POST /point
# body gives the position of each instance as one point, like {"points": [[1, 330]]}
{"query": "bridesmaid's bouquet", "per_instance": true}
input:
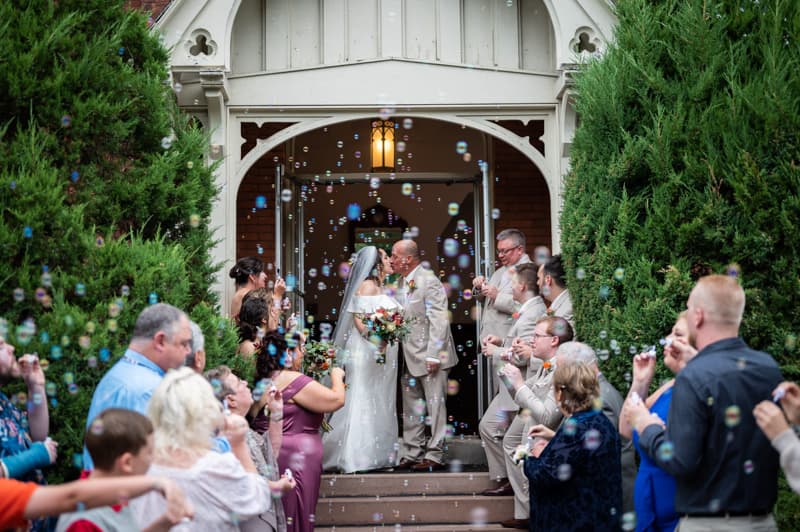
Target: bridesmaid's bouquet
{"points": [[385, 327], [319, 359]]}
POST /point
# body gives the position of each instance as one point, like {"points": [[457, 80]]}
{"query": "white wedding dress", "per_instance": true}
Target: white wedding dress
{"points": [[364, 431]]}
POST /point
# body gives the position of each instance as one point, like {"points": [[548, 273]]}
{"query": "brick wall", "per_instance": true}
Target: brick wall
{"points": [[521, 195]]}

> [Set task]
Convert the rows above into a two-column CSV with the headers prompt_text and point_answer, one line per row. Put each row's text and its answer in separate quoted fields, replace line breaks with spaces, and leave out the pictures.

> [Solution for this task]
prompt_text,point_answer
"POST /point # body gives the position of each instance as one point, like {""points"": [[1, 330]]} {""query"": ""bridesmaid's bouquet"", ""per_instance"": true} input: Target: bridesmaid's bouquet","{""points"": [[385, 327], [319, 359]]}"
"POST /point # body gives the position of each instance as one point, like {""points"": [[457, 80]]} {""query"": ""white wedding dress"", ""per_instance"": true} Target: white wedding dress","{""points"": [[364, 431]]}"
"POST /point # body gives the position of each instance as one point, like {""points"": [[548, 273]]} {""query"": ""brick wall"", ""per_instance"": true} Target: brick wall","{""points"": [[521, 195]]}"